* Passage *

──────────────────────────────

Apprendre aux communautés à vivre entre elles implique de reconnaître qu’il y a un phénomène communautaire et qu’il peut être aussi bénéfique aux personnes.

Existe-t-il un particularisme lié à la violence inter-communautaires dans ces zones sensibles ? Peut-on parler d'un aveuglement sur ce sujet ? Que nous coûte-t-il collectivement  ?

Oui, il y a sans doute une exacerbation de la violence intercommunautaires dans les zones dites sensibles. Le phénomène communautaire est général, mais certaines communautés, celles des personnes qui ont des biens et des mots, qui ont le pouvoir de dire et de faire adoptent des modes de conflits intercommunautaires plus soft ou plus indirects. Les clans universitaires que je connais bien pratiquent aussi une forme de lynchage de ceux qui n’ont pas l’odeur de la meute, mais c’est un lynchage médiatique ou qui se traduit par le silence ou par l’oukase mis sur certaines oeuvres ou sur certaines personnes.

Je pense que dans les quartiers dits sensibles, les personnes sont pour beaucoup “exilées” : de leur pays, de leur ville, de leur quartier d’origine, bref de ce qui faisait que le territoire de leur enfance faisait lien. Dès lors, au lieu de combattre les regroupements tribaux des jeunes qui se font d’ailleurs sur des tas d’autres critères qu’ethniques, (sportifs, religieux, musicaux ou simplement géographiques) il faudrait les reconnaître et les étayer pour qu’il s’y développe de l’entraide et éventuellement des affrontements rituels plutôt que réellement sanglants.

Education défaillante à tous les niveaux, démission de la force publique et des instances judiciaires, bons sentiments : qui sont les responsables de telles dérives ?

Rien ne sert de dénier le besoin de lien communautaire, rien ne sert de dénier la composante violente de tout animal humain. En revanche, il faut chercher à homéopathiser cette violence, à la ritualiser. Les Grecs ont inventé les Jeux Olympiques pour faire des trèves pendant les guerres que se livraient les villes. Au Moyen-Âge les tournois avaient le même rôle de catharsis de la violence et de construction d’un lien organique. Les violences contre les biens (émeutes urbaines, incendies de voitures) jouent un rôle de ce type et sont en tout cas préférables à l’agression humaine.  Je renvoie ici à mon livre “ Essais sur la violence banale et fondatrice” ( CNRS Éditions, 2014)

Comment réagir pour éviter que ce type d'événements ne se généralise, au niveau local et national ? Quelle doit être la réponse de la force publique ?

Oui, il faut éviter que ce type d’évènement ne se généralise. En prenant les mesures d’accompagnement et de travail communautaire avec les parents dans la petite enfance. La fabrique d’adolescents violents se fait dans les foyers très déstructurés, avec des parents très isolés, avec une expression de violence qui n’a pas le frein du contrôle social des pairs.

──────────────────────────────

* Extraits des lignes *
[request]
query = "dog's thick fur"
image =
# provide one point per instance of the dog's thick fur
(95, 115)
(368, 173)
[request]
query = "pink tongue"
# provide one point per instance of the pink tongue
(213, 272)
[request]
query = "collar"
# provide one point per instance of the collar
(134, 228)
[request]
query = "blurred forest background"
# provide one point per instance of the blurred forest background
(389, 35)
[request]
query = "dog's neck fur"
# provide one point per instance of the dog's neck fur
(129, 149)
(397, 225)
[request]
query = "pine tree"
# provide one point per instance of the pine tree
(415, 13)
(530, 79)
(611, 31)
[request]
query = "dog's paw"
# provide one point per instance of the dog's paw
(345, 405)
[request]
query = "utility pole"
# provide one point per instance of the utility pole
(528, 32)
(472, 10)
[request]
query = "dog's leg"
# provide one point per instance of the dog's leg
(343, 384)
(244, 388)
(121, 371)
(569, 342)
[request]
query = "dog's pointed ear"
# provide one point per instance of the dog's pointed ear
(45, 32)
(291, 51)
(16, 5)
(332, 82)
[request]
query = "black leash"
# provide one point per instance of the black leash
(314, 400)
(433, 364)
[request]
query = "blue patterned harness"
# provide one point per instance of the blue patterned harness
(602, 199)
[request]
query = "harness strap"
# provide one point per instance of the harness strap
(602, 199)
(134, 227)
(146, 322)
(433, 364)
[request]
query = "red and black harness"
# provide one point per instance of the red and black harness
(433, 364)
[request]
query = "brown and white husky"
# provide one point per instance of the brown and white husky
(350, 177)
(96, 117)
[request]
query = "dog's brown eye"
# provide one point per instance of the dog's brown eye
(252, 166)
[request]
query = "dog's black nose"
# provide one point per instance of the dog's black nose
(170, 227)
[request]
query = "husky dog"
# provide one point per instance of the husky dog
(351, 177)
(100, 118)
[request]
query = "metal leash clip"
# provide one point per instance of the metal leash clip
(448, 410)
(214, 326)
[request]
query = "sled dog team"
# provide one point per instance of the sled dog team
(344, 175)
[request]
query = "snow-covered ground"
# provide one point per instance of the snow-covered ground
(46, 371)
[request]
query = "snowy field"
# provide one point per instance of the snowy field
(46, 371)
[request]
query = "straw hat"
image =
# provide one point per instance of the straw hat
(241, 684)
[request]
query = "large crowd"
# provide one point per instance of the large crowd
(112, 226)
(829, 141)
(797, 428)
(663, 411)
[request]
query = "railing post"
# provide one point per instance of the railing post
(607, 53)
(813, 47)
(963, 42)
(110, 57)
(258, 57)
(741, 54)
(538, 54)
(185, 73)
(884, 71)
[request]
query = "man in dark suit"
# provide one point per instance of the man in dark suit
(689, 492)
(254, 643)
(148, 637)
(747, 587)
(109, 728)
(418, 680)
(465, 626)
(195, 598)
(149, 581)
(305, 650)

──────────────────────────────

* Consigne A *
D'après le passage, qu'ont inventé les Grecs pour instaurer des trêves pendant les guerres que se livraient les villes ?
* Consigne B *
Restituez sans la moindre modification la partie du passage comprise entre « Existe-t-il un particularisme » et « coûte-t-il collectivement  ? », ces deux bornes incluses.
Les lignes ne vous seront d'aucune utilité.

* Réponse rédigée A *
Les Jeux Olympiques.

* Réponse rédigée B *
Existe-t-il un particularisme lié à la violence inter-communautaires dans ces zones sensibles ? Peut-on parler d'un aveuglement sur ce sujet ? Que nous coûte-t-il collectivement  ?